### Task requirements
1 – Copy the section of the Go garbage collector notes that begins with "- Reuse buffer" and ends with "the sweet spot.".
2 – In the Go garbage collector notes, list every subheading that comes after the title.
3 – Say whether each statement agrees with the Go garbage collector notes. Answer yes or no, and quote the words that decide it.
(a) The default GOGC setting is 100.
(b) Raising GOGC makes garbage collection run more often.
(c) On modern hardware, a typical GC pause lasts longer than one millisecond.

Garbage Collector Interactions¶
Go's GC is concurrent but not free. A batcher with high allocation rate stresses it.
GC Triggers¶
GC runs when heap doubles. With GOGC=100 (default), if you allocate 100 MB, GC runs after 200 MB. Lowering GOGC makes GC more frequent (less peak memory, more CPU); raising it does the opposite.
Pause Time¶
A typical GC pause is < 100 µs on modern hardware. For low-latency batchers, this matters; for typical batchers, it does not.
Reducing Pressure¶
- Use sync.Pool for hot allocations.
- Reuse buffer slices.
- Avoid
interface{}where possible (forces allocation). - Avoid maps with frequent resize.
Profile with go tool pprof -alloc_space and go tool trace to see GC pauses.
Tuning GOGC and GOMEMLIMIT¶
For batchers with predictable memory:
GOGC=50: more frequent GC, lower peak memory.GOMEMLIMIT=2GiB: cap memory; GC triggers earlier.
Useful for tight memory budgets. Profile both to find the sweet spot.

### Source information
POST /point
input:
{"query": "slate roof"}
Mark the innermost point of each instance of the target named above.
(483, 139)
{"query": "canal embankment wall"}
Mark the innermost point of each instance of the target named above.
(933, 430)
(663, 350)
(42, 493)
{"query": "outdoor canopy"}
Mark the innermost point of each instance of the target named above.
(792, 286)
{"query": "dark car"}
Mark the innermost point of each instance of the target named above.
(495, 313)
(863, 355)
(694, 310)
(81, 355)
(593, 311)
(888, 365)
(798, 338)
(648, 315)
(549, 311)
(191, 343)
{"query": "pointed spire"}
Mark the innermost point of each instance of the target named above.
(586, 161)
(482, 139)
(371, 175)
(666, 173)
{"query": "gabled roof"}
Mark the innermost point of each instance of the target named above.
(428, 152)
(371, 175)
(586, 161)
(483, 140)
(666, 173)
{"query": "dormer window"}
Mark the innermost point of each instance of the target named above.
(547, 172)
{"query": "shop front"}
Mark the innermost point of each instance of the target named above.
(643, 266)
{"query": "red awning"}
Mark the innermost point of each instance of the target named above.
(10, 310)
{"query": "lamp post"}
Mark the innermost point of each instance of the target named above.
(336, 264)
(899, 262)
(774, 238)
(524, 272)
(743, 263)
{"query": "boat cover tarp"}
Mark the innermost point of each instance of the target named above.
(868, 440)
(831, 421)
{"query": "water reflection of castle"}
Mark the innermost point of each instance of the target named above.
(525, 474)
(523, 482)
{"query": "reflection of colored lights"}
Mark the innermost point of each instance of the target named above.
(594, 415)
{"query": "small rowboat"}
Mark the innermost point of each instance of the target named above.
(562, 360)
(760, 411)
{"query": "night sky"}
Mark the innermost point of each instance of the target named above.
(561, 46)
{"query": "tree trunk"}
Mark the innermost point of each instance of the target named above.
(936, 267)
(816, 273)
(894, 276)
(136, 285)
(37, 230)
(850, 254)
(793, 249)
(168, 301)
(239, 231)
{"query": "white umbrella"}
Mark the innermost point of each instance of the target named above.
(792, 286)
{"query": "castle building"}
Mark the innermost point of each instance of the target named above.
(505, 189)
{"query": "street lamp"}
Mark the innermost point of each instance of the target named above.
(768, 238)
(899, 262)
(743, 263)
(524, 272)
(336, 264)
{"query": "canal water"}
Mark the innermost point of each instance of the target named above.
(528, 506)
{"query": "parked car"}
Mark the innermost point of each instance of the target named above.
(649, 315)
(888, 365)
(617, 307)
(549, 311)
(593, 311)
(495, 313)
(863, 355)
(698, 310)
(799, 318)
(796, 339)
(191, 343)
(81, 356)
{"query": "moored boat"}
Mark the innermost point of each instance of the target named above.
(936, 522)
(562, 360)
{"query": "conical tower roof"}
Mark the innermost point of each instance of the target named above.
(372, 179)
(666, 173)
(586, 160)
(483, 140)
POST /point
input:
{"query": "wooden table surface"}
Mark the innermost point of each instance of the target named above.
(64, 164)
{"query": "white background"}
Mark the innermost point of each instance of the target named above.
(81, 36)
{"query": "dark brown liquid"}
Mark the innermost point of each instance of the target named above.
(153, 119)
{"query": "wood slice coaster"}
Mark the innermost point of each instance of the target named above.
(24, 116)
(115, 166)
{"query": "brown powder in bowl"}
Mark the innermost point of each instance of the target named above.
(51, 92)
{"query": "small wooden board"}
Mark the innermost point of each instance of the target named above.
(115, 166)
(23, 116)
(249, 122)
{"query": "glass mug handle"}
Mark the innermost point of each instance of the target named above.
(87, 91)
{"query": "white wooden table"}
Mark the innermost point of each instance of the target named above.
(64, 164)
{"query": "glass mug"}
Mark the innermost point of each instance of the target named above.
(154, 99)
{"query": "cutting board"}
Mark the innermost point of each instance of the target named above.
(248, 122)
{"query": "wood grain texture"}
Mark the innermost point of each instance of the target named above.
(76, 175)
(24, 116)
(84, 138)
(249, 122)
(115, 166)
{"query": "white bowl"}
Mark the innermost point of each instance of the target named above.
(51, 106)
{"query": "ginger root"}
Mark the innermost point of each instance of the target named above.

### Activity answers
1 –
- Reuse buffer slices.
- Avoid
interface{}where possible (forces allocation). - Avoid maps with frequent resize.
Profile with go tool pprof -alloc_space and go tool trace to see GC pauses.
Tuning GOGC and GOMEMLIMIT¶
For batchers with predictable memory:
GOGC=50: more frequent GC, lower peak memory.GOMEMLIMIT=2GiB: cap memory; GC triggers earlier.
Useful for tight memory budgets. Profile both to find the sweet spot.

2 –
GC Triggers
Pause Time
Reducing Pressure
Tuning GOGC and GOMEMLIMIT

3 –
(a) Yes: "With GOGC=100 (default)"
(b) No: "Lowering GOGC makes GC more frequent (less peak memory, more CPU); raising it does the opposite."
(c) No: "A typical GC pause is < 100 µs on modern hardware."